▶ _TEXT EXTRACT_:
The 4th section makes provision for the case of infants, femmes covertes, &c., and the absence of defendants beyond seas.

Then comes the 5th section, which provides—

That if any acknowledgment shall have been made, either by writing signed by the party liable by virtue of such indenture, specialty or recognizance, or his agent, or by part payment or part satisfaction on account of any principal or interest being then due thereon, it shall and may be lawful for the person or persons entitled to such actions to bring his or their action for the money remaining unpaid, and so acknowledged to be due, within twenty years after such acknowledgment by writing or part payment or part satisfaction as aforesaid, or in case the person or persons entitled to such action shall at the time of such acknowledgment be under such disability as aforesaid, or the party making such acknowledgments, at the time of making the same beyond the seas, then within twenty years after such disability shall have ceased as aforesaid, or the party shall have returned from beyond the seas, as the case may be, and the plaintiff or plaintiffs in any such action on any indenture, specialty or recognizance, may by way of replication, state such acknowledgment and that such action was brought within the time aforesaid in answer to a plea of this statute.

Now, if the present question arose under this statute

[Page 666]

the payments by Howe would have had the effect of preserving the original action in its integrity against White and his heirs and executors upon that bond. That point was decided by Lord Chancellor Cranworth, assisted by two common law judges, Williams and Crowder, JJ., after a most careful examination of the statute, in Roddam v. Morley[12]. In the opinion delivered by the common law judges, they say that it never had been at all doubted, either at the bar or on the bench, but that the act extends as well to the case of a bond with several obligors as also to the case where the liability has been transferred by death to a representative of the party originally liable, and that if one of several obligors were to make the requisite acknowledgment, it had never been disputed that this would be an acknowledgment by the party liable, within the intention of the statute, and that it follows from thence, that the words: "The party liable or his "agent," are to be read as if they were "the party "or parties liable by virtue of the bond, &c., &c., or any "of them, or his, her, or their agents," and Lord Chancellor Cranworth, in giving judgment, says:

I have come to the conclusion that when a part payment, or payment of interest, has been made which has the effect of preserving any right of action, that right will be saved not only against the party making the payment, but also against all other parties liable on the specialty.

▶ _WORK INSTRUCTIONS_:
1 > Answer these questions using the court opinion extract on the limitation statute:
(a) For what cases does the 4th section make provision?
(b) Within how many years after a written acknowledgment or part payment may the action be brought?
(c) Which two common law judges assisted Lord Chancellor Cranworth in Roddam v. Morley?
2 > In the court opinion extract on the limitation statute, write out the part that opens with the words containing "I have come" and closes with "on the specialty.", with "specialty" changed to "bond".
3 > Carry on the court opinion extract on the limitation statute from the last sentence shown.

▶ _RAW DATA_:

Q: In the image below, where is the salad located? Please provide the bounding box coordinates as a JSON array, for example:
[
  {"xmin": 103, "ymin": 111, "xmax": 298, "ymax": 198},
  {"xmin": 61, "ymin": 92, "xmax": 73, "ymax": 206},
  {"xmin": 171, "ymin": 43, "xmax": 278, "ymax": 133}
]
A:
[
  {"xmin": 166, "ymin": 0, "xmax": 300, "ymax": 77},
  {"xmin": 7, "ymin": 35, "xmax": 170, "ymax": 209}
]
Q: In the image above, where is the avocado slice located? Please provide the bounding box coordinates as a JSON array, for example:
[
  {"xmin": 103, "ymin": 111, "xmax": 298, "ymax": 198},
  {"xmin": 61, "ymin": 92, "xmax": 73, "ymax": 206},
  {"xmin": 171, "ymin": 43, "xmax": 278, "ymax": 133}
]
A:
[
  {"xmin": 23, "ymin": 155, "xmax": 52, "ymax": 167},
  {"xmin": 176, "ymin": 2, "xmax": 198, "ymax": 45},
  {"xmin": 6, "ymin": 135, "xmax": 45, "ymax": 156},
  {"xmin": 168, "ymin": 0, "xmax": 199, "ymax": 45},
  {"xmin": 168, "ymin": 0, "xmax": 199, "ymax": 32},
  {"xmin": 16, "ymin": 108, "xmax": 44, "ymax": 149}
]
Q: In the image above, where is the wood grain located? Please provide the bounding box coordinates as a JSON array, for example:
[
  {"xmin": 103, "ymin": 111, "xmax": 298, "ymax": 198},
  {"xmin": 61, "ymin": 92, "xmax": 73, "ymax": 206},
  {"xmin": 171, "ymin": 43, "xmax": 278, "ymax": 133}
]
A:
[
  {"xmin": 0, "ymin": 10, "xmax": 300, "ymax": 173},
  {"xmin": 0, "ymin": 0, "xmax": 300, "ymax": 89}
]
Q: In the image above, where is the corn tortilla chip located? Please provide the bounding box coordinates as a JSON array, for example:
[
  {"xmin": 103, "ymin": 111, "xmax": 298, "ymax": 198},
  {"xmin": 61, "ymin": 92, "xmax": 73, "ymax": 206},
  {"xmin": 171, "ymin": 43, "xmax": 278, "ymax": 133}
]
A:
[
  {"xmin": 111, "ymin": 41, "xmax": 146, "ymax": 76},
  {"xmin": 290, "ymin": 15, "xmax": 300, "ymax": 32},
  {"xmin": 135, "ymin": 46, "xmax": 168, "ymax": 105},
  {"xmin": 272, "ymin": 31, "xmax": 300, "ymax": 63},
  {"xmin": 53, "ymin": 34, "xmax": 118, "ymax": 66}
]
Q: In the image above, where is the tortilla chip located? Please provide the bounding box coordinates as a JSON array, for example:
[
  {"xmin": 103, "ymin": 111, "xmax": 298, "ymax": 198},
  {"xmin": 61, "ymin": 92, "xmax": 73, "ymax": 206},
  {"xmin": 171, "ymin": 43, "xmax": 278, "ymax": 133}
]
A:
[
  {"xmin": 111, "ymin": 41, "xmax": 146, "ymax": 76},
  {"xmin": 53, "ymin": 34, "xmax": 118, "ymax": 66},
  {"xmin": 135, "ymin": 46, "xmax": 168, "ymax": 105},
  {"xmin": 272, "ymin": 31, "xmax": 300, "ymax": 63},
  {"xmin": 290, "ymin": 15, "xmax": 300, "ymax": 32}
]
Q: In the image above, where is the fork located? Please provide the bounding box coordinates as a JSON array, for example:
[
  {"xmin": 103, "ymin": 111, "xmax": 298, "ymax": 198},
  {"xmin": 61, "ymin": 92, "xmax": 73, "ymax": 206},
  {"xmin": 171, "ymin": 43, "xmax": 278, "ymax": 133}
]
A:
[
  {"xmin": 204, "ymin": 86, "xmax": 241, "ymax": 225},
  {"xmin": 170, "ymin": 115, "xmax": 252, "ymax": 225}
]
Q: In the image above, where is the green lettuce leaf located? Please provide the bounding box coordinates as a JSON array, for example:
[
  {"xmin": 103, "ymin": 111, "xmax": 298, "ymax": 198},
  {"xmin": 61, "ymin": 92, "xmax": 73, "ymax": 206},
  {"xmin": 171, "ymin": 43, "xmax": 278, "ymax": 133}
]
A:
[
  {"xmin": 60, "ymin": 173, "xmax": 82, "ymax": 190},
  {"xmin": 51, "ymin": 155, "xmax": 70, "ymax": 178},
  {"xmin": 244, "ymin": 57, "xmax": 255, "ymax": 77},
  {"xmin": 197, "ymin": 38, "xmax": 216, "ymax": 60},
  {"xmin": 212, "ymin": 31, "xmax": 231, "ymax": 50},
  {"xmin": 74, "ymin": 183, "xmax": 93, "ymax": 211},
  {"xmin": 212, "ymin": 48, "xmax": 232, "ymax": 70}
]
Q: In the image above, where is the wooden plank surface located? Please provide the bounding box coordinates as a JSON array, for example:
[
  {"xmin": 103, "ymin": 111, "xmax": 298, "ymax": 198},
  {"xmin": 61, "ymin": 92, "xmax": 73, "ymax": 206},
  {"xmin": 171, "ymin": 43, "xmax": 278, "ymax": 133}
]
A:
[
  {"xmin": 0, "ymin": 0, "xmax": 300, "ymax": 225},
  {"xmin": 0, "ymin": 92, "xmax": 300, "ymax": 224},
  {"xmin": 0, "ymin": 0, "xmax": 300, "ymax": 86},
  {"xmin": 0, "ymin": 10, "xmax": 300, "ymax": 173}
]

--

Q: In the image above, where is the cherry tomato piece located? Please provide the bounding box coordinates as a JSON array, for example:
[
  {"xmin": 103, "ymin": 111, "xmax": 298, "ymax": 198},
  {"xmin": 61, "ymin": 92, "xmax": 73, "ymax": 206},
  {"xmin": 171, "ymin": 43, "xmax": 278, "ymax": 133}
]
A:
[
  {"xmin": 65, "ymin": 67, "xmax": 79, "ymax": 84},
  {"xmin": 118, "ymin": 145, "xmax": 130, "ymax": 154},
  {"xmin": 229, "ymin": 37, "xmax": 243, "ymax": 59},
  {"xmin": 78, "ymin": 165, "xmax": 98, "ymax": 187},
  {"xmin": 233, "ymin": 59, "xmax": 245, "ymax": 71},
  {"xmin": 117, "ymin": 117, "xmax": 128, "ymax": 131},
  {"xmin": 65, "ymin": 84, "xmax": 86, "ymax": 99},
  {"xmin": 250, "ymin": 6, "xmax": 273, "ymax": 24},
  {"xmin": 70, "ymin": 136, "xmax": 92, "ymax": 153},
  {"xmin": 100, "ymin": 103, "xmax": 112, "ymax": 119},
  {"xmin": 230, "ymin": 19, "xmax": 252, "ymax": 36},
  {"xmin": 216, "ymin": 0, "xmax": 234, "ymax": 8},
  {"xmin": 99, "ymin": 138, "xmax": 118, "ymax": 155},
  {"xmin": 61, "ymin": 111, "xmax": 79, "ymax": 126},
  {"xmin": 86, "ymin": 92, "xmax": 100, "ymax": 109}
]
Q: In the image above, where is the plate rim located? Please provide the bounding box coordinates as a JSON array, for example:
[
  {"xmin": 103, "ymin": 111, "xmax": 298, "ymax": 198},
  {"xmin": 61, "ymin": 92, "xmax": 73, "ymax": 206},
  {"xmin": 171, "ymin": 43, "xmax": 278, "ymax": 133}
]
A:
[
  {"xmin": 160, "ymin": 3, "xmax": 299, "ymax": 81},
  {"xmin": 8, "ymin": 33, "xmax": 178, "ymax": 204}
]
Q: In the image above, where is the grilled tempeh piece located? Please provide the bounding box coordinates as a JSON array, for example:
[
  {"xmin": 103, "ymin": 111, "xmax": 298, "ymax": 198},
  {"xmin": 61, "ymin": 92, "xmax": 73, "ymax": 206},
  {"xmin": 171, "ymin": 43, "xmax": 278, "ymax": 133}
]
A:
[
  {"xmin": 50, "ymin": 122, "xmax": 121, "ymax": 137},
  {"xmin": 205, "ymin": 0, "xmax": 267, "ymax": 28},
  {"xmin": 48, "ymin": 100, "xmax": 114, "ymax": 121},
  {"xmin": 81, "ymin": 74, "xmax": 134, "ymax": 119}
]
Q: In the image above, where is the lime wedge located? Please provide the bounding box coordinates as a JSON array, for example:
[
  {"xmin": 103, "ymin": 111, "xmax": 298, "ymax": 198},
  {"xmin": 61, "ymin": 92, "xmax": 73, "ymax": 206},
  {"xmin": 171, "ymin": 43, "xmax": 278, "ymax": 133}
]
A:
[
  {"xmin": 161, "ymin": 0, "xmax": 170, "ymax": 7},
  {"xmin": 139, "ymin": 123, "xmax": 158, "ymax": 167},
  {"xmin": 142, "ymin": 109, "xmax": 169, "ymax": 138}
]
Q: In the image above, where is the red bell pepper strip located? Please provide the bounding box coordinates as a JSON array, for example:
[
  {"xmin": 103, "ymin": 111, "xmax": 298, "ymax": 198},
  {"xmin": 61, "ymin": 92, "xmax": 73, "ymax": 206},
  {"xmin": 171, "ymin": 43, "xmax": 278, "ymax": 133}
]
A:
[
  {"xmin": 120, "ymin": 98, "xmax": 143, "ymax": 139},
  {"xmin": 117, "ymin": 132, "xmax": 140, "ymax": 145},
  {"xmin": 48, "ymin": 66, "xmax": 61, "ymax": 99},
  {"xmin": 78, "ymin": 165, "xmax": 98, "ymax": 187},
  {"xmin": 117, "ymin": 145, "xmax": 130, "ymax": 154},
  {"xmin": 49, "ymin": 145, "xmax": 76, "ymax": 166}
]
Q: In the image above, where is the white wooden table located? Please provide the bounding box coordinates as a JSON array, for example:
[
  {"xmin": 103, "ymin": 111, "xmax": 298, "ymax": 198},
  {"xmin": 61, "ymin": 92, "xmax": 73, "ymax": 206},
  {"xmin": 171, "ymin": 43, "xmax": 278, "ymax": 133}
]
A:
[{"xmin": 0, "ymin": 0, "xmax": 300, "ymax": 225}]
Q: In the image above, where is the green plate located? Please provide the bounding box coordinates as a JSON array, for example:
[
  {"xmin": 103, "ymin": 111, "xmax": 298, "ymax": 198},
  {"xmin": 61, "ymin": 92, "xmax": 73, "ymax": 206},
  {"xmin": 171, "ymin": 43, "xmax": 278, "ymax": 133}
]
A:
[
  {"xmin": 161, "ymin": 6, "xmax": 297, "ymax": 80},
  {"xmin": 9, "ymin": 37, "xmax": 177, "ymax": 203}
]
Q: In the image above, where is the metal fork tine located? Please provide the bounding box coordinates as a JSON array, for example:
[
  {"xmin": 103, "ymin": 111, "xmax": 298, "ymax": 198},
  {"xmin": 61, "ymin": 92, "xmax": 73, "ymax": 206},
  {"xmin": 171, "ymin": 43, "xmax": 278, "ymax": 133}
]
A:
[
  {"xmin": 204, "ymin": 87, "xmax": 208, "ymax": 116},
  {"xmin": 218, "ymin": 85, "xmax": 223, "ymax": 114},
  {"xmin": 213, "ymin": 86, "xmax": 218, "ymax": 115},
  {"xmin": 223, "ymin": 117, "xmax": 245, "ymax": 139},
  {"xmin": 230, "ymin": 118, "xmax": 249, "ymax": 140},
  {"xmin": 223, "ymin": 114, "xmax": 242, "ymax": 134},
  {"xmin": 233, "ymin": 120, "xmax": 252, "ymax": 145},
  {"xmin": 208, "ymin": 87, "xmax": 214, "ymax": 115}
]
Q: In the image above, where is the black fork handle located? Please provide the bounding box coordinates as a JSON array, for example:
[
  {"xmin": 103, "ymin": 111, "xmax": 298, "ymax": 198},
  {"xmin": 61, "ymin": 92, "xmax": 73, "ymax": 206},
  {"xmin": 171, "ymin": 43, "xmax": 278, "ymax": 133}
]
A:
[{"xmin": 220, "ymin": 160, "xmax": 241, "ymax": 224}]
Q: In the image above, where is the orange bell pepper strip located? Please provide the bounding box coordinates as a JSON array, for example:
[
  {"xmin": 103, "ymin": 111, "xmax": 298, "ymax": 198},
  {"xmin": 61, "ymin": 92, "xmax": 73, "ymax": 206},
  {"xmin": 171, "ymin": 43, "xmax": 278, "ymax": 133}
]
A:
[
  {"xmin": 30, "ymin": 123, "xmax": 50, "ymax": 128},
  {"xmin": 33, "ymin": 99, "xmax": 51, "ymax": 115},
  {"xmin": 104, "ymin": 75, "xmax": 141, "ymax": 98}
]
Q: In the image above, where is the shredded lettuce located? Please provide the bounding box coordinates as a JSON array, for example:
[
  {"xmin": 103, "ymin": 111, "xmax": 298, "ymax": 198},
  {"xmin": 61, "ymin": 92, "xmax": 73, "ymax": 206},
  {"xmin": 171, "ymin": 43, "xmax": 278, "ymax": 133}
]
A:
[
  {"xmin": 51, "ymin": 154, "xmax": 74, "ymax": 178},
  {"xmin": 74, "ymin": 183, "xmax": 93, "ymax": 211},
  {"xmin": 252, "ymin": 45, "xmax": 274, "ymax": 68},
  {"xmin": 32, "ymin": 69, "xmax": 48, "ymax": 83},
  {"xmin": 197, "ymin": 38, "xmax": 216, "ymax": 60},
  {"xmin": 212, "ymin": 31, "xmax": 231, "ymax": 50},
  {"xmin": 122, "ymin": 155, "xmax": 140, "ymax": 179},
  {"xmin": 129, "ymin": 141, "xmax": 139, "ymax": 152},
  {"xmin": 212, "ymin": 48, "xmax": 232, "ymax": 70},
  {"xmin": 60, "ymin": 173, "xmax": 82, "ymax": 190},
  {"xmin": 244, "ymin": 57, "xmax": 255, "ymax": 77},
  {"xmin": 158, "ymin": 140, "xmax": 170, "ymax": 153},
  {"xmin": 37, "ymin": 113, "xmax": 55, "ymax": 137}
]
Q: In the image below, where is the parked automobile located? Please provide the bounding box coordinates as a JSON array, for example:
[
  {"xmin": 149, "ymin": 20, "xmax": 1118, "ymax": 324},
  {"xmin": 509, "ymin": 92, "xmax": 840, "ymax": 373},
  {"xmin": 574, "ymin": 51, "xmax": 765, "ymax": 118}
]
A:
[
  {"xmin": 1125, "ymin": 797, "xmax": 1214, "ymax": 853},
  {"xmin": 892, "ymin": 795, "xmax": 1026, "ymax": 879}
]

---

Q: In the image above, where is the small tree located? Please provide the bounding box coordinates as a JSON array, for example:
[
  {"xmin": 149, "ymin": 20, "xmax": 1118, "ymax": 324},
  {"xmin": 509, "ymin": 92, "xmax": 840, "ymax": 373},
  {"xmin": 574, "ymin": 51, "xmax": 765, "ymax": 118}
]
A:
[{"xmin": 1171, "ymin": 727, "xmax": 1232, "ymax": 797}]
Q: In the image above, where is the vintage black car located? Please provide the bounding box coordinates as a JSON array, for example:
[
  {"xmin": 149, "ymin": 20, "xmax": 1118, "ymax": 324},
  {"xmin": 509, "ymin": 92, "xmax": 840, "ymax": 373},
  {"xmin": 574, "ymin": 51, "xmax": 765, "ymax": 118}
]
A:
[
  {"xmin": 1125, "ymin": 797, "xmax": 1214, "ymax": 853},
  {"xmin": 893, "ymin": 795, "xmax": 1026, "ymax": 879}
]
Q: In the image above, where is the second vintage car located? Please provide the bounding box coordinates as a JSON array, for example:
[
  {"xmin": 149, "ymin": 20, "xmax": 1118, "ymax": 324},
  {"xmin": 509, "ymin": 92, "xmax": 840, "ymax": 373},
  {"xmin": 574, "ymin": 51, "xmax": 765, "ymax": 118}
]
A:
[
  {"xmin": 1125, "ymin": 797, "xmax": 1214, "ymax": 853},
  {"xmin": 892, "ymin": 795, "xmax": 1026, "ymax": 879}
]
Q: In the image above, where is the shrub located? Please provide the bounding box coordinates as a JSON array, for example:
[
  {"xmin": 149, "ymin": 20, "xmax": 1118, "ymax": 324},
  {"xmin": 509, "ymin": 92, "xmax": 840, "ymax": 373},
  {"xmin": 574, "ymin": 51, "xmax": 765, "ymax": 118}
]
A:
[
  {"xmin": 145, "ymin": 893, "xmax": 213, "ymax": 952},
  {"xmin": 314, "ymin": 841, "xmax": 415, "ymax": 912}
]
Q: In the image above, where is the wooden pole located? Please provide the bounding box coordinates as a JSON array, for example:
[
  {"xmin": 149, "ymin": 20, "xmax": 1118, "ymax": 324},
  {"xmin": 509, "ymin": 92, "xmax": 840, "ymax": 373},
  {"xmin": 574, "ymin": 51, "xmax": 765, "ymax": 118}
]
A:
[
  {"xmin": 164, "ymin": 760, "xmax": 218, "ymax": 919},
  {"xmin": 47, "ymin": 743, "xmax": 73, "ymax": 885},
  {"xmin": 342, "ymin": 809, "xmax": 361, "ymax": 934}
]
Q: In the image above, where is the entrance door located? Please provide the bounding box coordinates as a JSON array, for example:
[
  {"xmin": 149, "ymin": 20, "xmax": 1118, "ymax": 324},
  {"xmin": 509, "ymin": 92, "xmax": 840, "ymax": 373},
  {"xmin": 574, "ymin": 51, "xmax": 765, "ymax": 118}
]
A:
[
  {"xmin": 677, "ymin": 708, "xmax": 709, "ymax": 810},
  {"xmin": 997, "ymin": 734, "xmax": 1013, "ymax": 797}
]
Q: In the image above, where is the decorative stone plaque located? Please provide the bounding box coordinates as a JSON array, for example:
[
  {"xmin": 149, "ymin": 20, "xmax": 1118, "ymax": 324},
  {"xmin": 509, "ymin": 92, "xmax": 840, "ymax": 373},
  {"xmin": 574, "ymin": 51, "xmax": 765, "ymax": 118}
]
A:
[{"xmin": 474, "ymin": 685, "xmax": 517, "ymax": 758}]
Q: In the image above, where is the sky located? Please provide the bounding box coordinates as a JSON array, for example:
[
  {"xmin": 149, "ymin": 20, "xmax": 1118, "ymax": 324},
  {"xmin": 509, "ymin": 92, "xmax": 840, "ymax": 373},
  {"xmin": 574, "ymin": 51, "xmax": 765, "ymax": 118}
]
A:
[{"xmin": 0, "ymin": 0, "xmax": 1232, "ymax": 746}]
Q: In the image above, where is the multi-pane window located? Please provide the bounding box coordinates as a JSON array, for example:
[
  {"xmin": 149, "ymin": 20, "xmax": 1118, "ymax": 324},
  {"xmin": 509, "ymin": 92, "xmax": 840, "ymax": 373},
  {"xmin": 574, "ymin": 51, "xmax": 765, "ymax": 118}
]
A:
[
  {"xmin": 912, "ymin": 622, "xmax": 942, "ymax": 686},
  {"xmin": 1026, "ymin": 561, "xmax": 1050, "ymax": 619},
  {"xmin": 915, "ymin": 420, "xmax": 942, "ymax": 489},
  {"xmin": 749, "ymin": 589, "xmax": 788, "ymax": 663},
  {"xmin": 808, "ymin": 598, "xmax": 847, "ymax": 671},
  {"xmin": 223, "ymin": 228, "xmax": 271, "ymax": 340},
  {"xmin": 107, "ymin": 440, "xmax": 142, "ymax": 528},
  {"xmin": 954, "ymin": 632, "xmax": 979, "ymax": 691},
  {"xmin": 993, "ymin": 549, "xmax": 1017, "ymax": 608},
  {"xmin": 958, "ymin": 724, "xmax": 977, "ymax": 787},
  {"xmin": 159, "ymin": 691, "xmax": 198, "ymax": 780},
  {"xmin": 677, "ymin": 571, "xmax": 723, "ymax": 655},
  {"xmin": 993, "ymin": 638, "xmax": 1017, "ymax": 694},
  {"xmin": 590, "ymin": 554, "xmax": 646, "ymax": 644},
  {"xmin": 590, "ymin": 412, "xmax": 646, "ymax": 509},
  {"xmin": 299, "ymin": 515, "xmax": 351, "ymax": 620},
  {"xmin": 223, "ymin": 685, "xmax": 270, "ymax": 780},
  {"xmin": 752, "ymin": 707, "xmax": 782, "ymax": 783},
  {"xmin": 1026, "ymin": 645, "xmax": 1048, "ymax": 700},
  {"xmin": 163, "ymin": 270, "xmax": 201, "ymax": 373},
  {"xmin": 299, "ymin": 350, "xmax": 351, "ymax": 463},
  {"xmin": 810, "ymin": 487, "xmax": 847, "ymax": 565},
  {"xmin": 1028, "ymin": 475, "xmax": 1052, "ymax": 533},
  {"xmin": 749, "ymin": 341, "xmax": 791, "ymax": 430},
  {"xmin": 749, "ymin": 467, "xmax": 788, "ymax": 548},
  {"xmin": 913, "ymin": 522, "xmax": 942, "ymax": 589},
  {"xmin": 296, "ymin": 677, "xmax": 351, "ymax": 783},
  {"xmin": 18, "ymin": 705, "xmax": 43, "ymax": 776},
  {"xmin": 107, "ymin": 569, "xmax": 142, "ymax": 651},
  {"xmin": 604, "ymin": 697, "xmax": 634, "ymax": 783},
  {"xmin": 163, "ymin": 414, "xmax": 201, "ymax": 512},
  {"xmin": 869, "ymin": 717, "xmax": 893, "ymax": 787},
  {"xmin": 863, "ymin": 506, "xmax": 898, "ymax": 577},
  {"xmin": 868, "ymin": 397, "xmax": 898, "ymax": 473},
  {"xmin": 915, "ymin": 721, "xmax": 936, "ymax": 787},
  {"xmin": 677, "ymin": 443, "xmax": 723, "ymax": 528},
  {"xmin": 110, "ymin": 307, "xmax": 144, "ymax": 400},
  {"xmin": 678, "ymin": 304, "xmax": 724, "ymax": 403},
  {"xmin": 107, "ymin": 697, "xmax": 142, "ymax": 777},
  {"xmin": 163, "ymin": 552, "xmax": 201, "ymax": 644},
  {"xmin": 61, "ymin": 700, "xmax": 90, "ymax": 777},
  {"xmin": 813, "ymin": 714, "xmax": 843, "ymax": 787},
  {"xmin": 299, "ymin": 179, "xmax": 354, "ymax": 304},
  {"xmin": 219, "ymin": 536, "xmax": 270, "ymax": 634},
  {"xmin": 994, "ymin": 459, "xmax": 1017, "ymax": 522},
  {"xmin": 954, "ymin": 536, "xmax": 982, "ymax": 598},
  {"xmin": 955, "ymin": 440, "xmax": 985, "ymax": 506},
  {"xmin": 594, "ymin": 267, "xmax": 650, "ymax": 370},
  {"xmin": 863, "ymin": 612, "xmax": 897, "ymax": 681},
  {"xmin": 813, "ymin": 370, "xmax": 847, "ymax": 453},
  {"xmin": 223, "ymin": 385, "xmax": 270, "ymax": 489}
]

▶ _RESPONSES BY TASK_:
1 >
(a) The case of infants, femmes covertes, &c., and the absence of defendants beyond seas.
(b) Twenty years.
(c) Williams and Crowder, JJ.

2 >
I have come to the conclusion that when a part payment, or payment of interest, has been made which has the effect of preserving any right of action, that right will be saved not only against the party making the payment, but also against all other parties liable on the bond.

3 >
It was held in that case, that where a tenant for life of devised real estate had for many years, and up to the time of his death regularly paid interest on a bond of his devisor, in which the heirs were bound, such payment of interest by the tenant for life was an acknowledgment within the meaning of the proviso of 3 & 4 William IV., ch. 42, sec. 5, and kept the bond alive in its integrity as against the devisee in remainder. The

[Page 667]

provision of the New Brunswick statute upon this point is very different. By the 85th chapter of the Consolidated Statutes of New Brunswick, sec. 1, it is enacted that no action upon any judgment, recognisance, bond or other specialty shall be brought but within twenty years after the cause of action. By sec. 5:

No acknowledgment or promise shall be evidence of a new and continuing contract or liability whereby to take any case out of the operation of the provisions of this chapter, or to deprive any party of the benefit thereof, unless such acknowledgment or promise be in writing signed by the party chargeable thereby, but a payment made on account of any such debt shall have the effect of such acknowledgment or promise.

And by section 6—

No person, jointly contracting or liable, or his representatives, shall be answerable for or by reason of any payment, acknowledgment or promise of his co-contractor or debtor, or his representatives.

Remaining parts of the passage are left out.